[The data Boundary: Start]

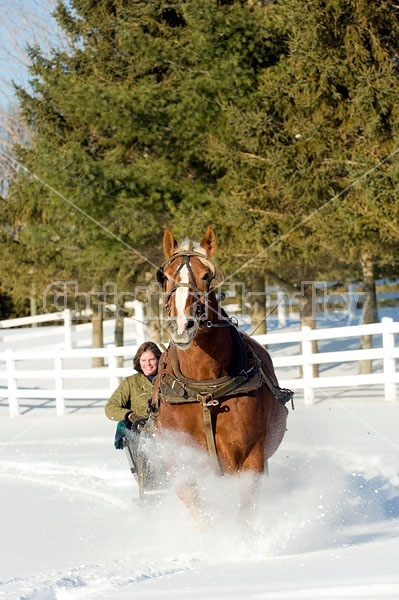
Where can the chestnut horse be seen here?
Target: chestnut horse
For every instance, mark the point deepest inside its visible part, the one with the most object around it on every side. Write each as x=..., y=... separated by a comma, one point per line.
x=215, y=384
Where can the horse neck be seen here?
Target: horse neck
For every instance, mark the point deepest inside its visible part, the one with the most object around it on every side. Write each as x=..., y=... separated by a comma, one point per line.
x=211, y=354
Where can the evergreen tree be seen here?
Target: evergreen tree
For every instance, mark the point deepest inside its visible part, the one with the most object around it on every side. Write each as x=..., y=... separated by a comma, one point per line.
x=321, y=117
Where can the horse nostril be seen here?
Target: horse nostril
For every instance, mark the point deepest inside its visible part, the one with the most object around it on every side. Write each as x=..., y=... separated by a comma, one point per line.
x=190, y=323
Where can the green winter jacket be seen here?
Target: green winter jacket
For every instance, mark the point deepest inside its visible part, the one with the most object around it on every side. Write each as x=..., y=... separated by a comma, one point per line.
x=131, y=396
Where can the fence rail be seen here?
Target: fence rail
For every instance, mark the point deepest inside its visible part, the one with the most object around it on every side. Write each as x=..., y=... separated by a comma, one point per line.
x=26, y=374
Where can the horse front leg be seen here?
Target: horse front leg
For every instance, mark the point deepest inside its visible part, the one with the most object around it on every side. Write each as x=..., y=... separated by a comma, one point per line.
x=249, y=485
x=189, y=493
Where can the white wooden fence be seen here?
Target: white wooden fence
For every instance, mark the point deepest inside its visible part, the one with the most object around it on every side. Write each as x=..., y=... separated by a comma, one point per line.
x=26, y=375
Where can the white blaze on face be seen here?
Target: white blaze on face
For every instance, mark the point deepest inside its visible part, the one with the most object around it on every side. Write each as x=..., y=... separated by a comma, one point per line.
x=180, y=301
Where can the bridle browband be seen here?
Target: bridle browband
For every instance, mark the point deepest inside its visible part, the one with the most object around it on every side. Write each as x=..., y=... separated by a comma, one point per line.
x=185, y=255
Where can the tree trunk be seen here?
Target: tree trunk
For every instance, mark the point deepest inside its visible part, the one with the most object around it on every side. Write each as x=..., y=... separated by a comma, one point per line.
x=307, y=314
x=257, y=299
x=33, y=303
x=370, y=313
x=97, y=335
x=153, y=326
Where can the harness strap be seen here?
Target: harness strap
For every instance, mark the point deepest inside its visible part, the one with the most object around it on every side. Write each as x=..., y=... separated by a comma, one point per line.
x=207, y=402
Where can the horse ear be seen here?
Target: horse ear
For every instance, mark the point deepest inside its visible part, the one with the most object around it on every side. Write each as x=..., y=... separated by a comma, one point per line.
x=169, y=243
x=208, y=242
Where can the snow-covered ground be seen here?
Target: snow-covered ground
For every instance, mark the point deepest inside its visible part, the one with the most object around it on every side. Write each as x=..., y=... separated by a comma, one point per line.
x=327, y=525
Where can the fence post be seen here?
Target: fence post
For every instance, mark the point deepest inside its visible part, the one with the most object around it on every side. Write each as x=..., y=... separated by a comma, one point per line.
x=12, y=384
x=307, y=371
x=282, y=308
x=67, y=329
x=112, y=367
x=388, y=344
x=59, y=385
x=139, y=322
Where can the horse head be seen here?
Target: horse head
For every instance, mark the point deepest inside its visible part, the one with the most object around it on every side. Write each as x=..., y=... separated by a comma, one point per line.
x=186, y=277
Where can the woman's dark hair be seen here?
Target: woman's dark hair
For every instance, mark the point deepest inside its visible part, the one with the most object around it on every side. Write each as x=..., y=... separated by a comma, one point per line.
x=143, y=348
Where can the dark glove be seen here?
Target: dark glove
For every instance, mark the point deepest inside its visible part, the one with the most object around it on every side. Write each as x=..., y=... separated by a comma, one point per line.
x=139, y=424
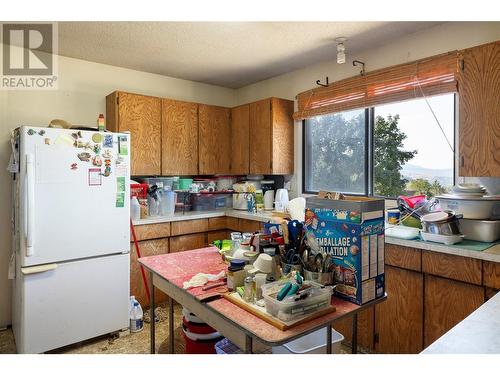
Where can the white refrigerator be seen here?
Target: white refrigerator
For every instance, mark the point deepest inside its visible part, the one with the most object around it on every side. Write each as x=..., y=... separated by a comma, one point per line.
x=71, y=233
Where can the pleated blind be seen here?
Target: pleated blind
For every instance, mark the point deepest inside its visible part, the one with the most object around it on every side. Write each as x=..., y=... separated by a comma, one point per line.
x=430, y=76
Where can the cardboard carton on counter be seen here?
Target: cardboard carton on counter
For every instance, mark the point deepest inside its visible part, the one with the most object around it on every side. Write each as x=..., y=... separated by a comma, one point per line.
x=351, y=230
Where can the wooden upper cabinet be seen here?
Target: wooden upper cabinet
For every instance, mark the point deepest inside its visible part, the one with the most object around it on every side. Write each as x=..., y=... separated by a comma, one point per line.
x=260, y=137
x=282, y=127
x=179, y=138
x=240, y=139
x=479, y=111
x=271, y=136
x=141, y=115
x=214, y=141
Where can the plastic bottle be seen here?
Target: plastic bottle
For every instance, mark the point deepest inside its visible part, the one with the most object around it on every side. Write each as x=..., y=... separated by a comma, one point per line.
x=136, y=322
x=135, y=209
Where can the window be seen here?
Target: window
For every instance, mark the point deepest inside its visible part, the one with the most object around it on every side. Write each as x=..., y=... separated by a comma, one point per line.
x=410, y=153
x=335, y=157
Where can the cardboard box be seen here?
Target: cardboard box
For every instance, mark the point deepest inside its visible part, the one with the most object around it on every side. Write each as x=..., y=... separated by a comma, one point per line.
x=352, y=232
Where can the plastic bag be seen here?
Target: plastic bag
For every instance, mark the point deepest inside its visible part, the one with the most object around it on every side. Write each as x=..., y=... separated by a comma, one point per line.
x=202, y=278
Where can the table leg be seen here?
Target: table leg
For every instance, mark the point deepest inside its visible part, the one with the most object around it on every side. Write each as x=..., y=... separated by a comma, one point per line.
x=354, y=348
x=171, y=325
x=329, y=339
x=248, y=344
x=152, y=312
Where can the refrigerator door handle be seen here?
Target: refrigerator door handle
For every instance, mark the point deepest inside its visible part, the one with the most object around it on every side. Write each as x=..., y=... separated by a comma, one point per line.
x=30, y=216
x=38, y=269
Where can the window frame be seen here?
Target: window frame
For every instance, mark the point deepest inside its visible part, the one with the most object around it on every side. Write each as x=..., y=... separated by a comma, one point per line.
x=369, y=143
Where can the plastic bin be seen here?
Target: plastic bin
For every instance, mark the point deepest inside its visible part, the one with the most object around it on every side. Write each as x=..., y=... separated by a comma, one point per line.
x=313, y=343
x=289, y=310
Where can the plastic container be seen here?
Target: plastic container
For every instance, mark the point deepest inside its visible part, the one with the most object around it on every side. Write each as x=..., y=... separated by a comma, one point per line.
x=167, y=207
x=136, y=322
x=185, y=183
x=442, y=238
x=480, y=230
x=323, y=278
x=481, y=208
x=313, y=343
x=287, y=310
x=135, y=209
x=194, y=346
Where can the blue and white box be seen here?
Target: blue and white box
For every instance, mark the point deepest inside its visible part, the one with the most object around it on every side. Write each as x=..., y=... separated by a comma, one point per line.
x=355, y=241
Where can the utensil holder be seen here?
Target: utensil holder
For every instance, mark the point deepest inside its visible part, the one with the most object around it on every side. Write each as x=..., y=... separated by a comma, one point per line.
x=286, y=268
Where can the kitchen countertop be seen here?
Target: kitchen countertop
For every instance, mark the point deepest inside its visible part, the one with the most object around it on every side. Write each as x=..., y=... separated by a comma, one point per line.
x=479, y=333
x=491, y=254
x=193, y=215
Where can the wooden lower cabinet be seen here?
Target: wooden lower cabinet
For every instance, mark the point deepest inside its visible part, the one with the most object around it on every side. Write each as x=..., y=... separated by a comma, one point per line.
x=147, y=248
x=447, y=302
x=399, y=320
x=188, y=242
x=365, y=328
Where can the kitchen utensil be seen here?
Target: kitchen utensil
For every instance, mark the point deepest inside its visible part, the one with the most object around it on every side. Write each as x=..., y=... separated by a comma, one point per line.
x=268, y=199
x=482, y=208
x=264, y=263
x=441, y=223
x=480, y=230
x=296, y=208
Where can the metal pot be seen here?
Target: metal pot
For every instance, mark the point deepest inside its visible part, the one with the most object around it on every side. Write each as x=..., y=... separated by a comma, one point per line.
x=445, y=222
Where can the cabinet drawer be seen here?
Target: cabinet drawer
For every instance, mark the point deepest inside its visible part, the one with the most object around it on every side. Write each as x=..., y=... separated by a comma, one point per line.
x=189, y=226
x=188, y=242
x=151, y=231
x=491, y=274
x=452, y=267
x=403, y=257
x=233, y=223
x=217, y=223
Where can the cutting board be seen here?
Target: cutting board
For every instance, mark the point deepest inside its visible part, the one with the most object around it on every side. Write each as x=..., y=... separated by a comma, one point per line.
x=261, y=312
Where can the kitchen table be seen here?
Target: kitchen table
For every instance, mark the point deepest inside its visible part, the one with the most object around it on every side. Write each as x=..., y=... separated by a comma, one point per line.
x=168, y=272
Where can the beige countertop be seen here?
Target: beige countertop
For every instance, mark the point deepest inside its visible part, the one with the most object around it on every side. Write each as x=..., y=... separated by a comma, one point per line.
x=265, y=217
x=479, y=333
x=491, y=254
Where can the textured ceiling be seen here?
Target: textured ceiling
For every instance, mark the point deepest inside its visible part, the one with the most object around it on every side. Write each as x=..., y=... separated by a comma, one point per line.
x=229, y=54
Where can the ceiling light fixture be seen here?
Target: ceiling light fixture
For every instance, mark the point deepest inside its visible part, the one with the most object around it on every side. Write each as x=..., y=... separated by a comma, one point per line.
x=340, y=49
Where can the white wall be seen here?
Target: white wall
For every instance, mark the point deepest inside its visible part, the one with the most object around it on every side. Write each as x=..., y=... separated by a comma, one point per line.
x=439, y=39
x=80, y=98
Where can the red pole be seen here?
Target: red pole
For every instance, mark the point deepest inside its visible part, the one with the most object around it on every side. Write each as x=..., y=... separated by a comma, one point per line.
x=138, y=257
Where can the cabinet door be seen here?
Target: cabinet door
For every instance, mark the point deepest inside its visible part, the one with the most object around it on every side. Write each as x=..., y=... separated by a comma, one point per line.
x=147, y=248
x=260, y=137
x=240, y=141
x=399, y=319
x=214, y=139
x=179, y=137
x=479, y=111
x=141, y=115
x=282, y=136
x=365, y=328
x=188, y=242
x=447, y=302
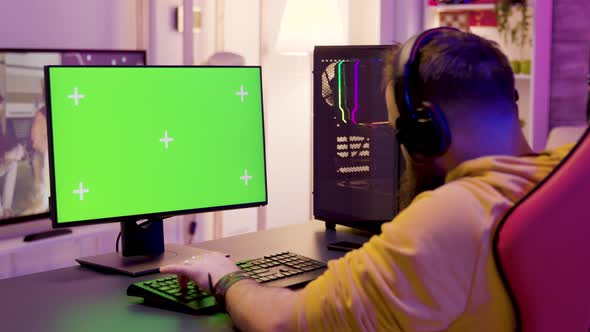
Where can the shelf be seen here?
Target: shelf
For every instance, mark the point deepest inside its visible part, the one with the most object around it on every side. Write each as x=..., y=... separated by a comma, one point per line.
x=522, y=76
x=481, y=6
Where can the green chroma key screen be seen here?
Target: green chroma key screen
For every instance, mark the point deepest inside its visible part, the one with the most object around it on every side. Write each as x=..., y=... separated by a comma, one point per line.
x=149, y=141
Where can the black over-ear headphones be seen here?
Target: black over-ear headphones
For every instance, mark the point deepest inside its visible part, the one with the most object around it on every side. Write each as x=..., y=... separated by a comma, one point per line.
x=421, y=126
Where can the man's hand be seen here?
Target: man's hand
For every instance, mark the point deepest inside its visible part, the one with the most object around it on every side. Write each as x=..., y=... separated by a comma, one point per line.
x=199, y=268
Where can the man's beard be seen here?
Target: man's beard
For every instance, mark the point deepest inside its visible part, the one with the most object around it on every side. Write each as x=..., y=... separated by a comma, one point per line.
x=417, y=178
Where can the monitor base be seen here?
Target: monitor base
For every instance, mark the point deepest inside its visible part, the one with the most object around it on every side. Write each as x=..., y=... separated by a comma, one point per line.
x=141, y=265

[The data Boundary: End]

▶ _What needs to be done_: Please give the number of lines above that include the string "ceiling", with nothing added.

▶ _Exercise answer_: 4